§ **MATERIAL PROVIDED**
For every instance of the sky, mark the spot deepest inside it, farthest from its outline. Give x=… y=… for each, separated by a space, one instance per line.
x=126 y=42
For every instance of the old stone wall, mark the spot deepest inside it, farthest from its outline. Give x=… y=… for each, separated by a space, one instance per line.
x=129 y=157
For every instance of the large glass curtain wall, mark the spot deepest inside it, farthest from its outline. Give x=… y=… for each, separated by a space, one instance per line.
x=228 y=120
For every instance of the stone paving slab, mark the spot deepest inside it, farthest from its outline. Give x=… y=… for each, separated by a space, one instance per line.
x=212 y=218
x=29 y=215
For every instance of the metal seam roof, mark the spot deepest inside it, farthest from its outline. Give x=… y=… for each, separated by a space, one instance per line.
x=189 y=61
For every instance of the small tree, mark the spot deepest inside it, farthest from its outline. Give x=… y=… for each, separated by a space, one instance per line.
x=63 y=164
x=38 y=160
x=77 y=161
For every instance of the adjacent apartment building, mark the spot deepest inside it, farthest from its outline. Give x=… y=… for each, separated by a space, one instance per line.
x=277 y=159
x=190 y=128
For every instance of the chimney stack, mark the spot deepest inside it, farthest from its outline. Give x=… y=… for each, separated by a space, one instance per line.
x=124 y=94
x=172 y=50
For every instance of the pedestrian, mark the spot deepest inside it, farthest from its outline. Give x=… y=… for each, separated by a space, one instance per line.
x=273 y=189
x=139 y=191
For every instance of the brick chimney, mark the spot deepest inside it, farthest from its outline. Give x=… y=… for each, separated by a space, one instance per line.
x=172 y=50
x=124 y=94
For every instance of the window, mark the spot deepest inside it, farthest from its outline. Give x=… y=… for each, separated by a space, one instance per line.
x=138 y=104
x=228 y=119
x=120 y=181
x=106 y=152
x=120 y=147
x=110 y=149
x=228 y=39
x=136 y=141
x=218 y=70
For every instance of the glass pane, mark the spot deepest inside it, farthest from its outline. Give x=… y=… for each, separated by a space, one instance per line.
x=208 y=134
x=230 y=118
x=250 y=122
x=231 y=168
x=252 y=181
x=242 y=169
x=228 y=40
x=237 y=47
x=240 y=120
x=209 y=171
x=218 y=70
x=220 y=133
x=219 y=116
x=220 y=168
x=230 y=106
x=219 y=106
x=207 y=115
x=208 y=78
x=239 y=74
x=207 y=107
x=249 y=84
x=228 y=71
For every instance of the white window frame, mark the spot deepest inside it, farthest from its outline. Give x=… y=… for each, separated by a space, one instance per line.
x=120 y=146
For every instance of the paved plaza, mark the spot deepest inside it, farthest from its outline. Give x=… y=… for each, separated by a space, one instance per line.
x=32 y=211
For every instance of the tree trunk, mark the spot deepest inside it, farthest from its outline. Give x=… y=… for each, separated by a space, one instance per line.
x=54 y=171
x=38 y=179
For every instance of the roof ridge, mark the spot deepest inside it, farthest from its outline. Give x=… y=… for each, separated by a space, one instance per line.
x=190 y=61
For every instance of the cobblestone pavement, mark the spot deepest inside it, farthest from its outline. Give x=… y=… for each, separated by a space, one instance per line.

§ **THE TASK**
Reproduce each entry above exactly, keeping every word.

§ **WRITTEN SOLUTION**
For every instance of the sky, mark the spot deepest inside it, farthest from its outline. Give x=… y=… for each, separated by a space, one instance per line.
x=126 y=42
For every instance of the old stone wall, mark the spot deepest inside it, farthest from its outline. Give x=… y=… for each, separated by a space, one instance per line.
x=129 y=157
For every instance of the large glass curtain wall, mark the spot deepest inside it, farthest from its outline. Give x=… y=… for each, separated by a space, one instance per line.
x=228 y=120
For every instance of the stone paving slab, mark the spot deepest inside it, farthest from its outline. Give x=… y=… for each, separated by a space, one instance per line.
x=212 y=218
x=29 y=215
For every instance of the metal seam roof, mark the spot deepest inside it, farthest from its outline. Give x=… y=… for each, separated by a space, one instance per line.
x=189 y=61
For every instance of the small tree, mark the spot deepest inside it, farthest from its outline. Give x=… y=… for each, separated by a space, one instance per line.
x=63 y=164
x=38 y=160
x=77 y=161
For every instance of the adjacent apartment building, mark the spot deepest inside it, farthest from its outline. Give x=… y=… for each, separated by a space, one instance per line.
x=277 y=159
x=190 y=128
For every instance of the chimney stack, mark the spot deepest inside it, farthest from its outline. Give x=… y=… for each, separated by a space, one instance per line.
x=124 y=94
x=172 y=50
For every instance of the pedestrian, mark the spot deepest inside it, farthest from its outline. Give x=… y=… for each, separated by a space, one instance per line.
x=273 y=189
x=139 y=191
For every instance of the brick chimney, mark the spot deepest inside it, farthest from its outline. Give x=… y=… for each, separated by a space, one instance per line.
x=172 y=50
x=124 y=94
For every instance of the window, mark the spot deepest inside it, farthest from its outline. Give x=… y=… for each, separated by a space, one instance per line.
x=138 y=104
x=228 y=119
x=120 y=181
x=106 y=152
x=120 y=147
x=110 y=149
x=228 y=39
x=136 y=141
x=218 y=70
For every instance of the glass pane, mark the spot deepest inside it, farthest from its outline. Give x=… y=… for each, separated by a space, one instance per line.
x=208 y=134
x=230 y=118
x=250 y=122
x=231 y=168
x=252 y=181
x=242 y=169
x=228 y=40
x=237 y=47
x=240 y=120
x=209 y=171
x=218 y=70
x=220 y=133
x=219 y=116
x=220 y=168
x=230 y=106
x=219 y=106
x=207 y=115
x=208 y=78
x=239 y=74
x=207 y=107
x=249 y=84
x=228 y=71
For every instance of the white window frame, mark the spot deepest inside it, farthest from its outline. Give x=… y=… for each, separated by a space, one instance per line.
x=120 y=146
For every instance of the paved plaza, mark the spot deepest inside it, farthest from its outline. Give x=… y=… for each, separated by a space, one instance per line.
x=32 y=211
For every instance of the tree trunk, mark the spot deepest inside it, farthest from its outline. Give x=… y=… for each, separated by a space, one instance per line.
x=54 y=171
x=38 y=179
For every instance of the roof ridge, mark the spot deepest inside it, farthest from its outline. Give x=… y=… for each, separated by a space, one instance per line.
x=190 y=61
For every instance of the cobblestone pavement, mark the spot deepest inside it, farthest from its outline. Give x=… y=… for each, separated by a space, one instance per line.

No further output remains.